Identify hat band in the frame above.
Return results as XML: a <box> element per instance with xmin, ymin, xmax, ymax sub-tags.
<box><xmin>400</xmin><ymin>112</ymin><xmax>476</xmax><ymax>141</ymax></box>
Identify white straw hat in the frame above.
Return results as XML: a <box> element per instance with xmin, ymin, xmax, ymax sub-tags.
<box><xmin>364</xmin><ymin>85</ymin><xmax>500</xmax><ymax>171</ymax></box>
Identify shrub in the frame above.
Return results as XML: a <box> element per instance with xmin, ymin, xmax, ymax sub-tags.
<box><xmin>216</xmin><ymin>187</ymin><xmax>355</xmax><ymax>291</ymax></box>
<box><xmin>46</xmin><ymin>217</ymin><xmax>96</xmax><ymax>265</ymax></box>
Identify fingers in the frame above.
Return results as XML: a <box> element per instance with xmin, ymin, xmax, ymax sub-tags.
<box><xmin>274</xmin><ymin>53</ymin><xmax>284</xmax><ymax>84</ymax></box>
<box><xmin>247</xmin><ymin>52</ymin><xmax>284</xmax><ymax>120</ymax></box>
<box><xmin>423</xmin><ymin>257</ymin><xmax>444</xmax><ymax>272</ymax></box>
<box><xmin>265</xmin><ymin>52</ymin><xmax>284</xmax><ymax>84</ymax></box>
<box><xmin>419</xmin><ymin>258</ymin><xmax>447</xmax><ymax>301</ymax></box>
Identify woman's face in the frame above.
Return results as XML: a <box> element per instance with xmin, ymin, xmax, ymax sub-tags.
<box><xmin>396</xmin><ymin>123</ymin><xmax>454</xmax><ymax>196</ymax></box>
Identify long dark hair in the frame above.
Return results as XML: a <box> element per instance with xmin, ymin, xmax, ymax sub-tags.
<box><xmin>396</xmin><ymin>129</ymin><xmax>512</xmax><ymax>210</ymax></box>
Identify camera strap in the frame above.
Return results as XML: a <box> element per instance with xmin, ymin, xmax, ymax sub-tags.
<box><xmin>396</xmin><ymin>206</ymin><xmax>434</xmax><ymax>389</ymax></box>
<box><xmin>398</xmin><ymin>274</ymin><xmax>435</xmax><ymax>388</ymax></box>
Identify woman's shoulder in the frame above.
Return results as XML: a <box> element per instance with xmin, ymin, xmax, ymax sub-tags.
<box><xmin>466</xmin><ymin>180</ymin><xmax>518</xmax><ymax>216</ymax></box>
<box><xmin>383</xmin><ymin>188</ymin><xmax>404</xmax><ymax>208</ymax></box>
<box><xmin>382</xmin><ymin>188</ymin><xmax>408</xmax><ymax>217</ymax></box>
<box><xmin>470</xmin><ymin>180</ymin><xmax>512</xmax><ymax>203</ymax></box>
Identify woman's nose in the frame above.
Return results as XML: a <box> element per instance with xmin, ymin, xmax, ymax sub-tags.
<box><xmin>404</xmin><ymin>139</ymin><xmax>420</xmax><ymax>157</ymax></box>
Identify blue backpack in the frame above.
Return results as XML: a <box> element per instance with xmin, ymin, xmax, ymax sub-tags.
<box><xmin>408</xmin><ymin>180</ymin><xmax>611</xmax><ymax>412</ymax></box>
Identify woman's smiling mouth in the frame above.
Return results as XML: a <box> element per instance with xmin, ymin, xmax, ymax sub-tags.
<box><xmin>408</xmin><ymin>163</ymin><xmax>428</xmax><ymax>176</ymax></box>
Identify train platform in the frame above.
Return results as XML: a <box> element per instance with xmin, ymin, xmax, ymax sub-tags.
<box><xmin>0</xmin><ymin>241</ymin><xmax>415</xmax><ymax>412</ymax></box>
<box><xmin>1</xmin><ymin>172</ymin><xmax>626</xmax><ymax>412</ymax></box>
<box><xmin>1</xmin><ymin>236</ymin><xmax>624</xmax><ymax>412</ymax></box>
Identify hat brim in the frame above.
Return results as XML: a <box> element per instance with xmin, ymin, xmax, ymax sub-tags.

Instructions to follow = Nothing should be dropped or changed, so repeat all of the entries exactly.

Your solution =
Identify hat band in the frame above.
Return results as XML: a <box> element per instance with xmin, ymin, xmax, ymax sub-tags.
<box><xmin>400</xmin><ymin>112</ymin><xmax>476</xmax><ymax>141</ymax></box>
Identify white straw hat in the frame above.
Return results as XML: a <box> element per instance with xmin, ymin, xmax, ymax sub-tags.
<box><xmin>364</xmin><ymin>85</ymin><xmax>500</xmax><ymax>171</ymax></box>
Identify shrub in the frame above.
Return results as XML: a <box> element per instance with xmin, ymin, xmax, ymax sub-tags.
<box><xmin>216</xmin><ymin>187</ymin><xmax>355</xmax><ymax>291</ymax></box>
<box><xmin>46</xmin><ymin>217</ymin><xmax>96</xmax><ymax>265</ymax></box>
Identify fingers in the frame above.
Return results as XML: a <box> element per instance with xmin, ymin, xmax, ymax sub-tags.
<box><xmin>274</xmin><ymin>53</ymin><xmax>284</xmax><ymax>84</ymax></box>
<box><xmin>247</xmin><ymin>52</ymin><xmax>284</xmax><ymax>120</ymax></box>
<box><xmin>423</xmin><ymin>257</ymin><xmax>444</xmax><ymax>272</ymax></box>
<box><xmin>265</xmin><ymin>52</ymin><xmax>284</xmax><ymax>84</ymax></box>
<box><xmin>419</xmin><ymin>258</ymin><xmax>447</xmax><ymax>301</ymax></box>
Identify woman's face in the frame above.
Return results as XML: a <box> element per instance with xmin, ymin, xmax, ymax sub-tags.
<box><xmin>396</xmin><ymin>123</ymin><xmax>454</xmax><ymax>196</ymax></box>
Identify long dark hair in the frame above.
Return results as XML: a <box> element per instance with xmin, ymin, xmax, ymax sub-tags.
<box><xmin>396</xmin><ymin>129</ymin><xmax>512</xmax><ymax>210</ymax></box>
Identify camera strap in the frame above.
Return results as XML: a <box> element per instance with xmin, ymin, xmax, ymax sub-tags.
<box><xmin>396</xmin><ymin>206</ymin><xmax>434</xmax><ymax>389</ymax></box>
<box><xmin>398</xmin><ymin>274</ymin><xmax>435</xmax><ymax>388</ymax></box>
Identify woman's shoulder in the frame above.
Return results as XML: a <box> element per instance with xmin, ymin, xmax, ymax sub-tags.
<box><xmin>466</xmin><ymin>180</ymin><xmax>518</xmax><ymax>216</ymax></box>
<box><xmin>383</xmin><ymin>188</ymin><xmax>404</xmax><ymax>208</ymax></box>
<box><xmin>382</xmin><ymin>188</ymin><xmax>408</xmax><ymax>217</ymax></box>
<box><xmin>470</xmin><ymin>180</ymin><xmax>512</xmax><ymax>203</ymax></box>
Identify woman's nose in the frame above.
Return results as XML: a <box> element per instance with xmin, ymin, xmax, ymax sub-tags.
<box><xmin>404</xmin><ymin>139</ymin><xmax>420</xmax><ymax>157</ymax></box>
Identify blue backpack in the frame above.
Return results as XML: a <box> element per instance with xmin, ymin, xmax, ymax sub-tags.
<box><xmin>408</xmin><ymin>180</ymin><xmax>611</xmax><ymax>412</ymax></box>
Identify woman's smiling mouth in the frame above.
Return results as XML: a <box> element per instance with xmin, ymin, xmax, ymax sub-tags.
<box><xmin>408</xmin><ymin>163</ymin><xmax>428</xmax><ymax>176</ymax></box>
Identify train platform in the frame above.
Return results as XML: a <box> element per instance with xmin, ymin, xmax, ymax sub-tags.
<box><xmin>0</xmin><ymin>241</ymin><xmax>415</xmax><ymax>412</ymax></box>
<box><xmin>1</xmin><ymin>172</ymin><xmax>626</xmax><ymax>412</ymax></box>
<box><xmin>1</xmin><ymin>236</ymin><xmax>624</xmax><ymax>412</ymax></box>
Identify hat brim in the frame above.
Return results as XML: a <box> element per instance with xmin, ymin, xmax, ymax sub-tags.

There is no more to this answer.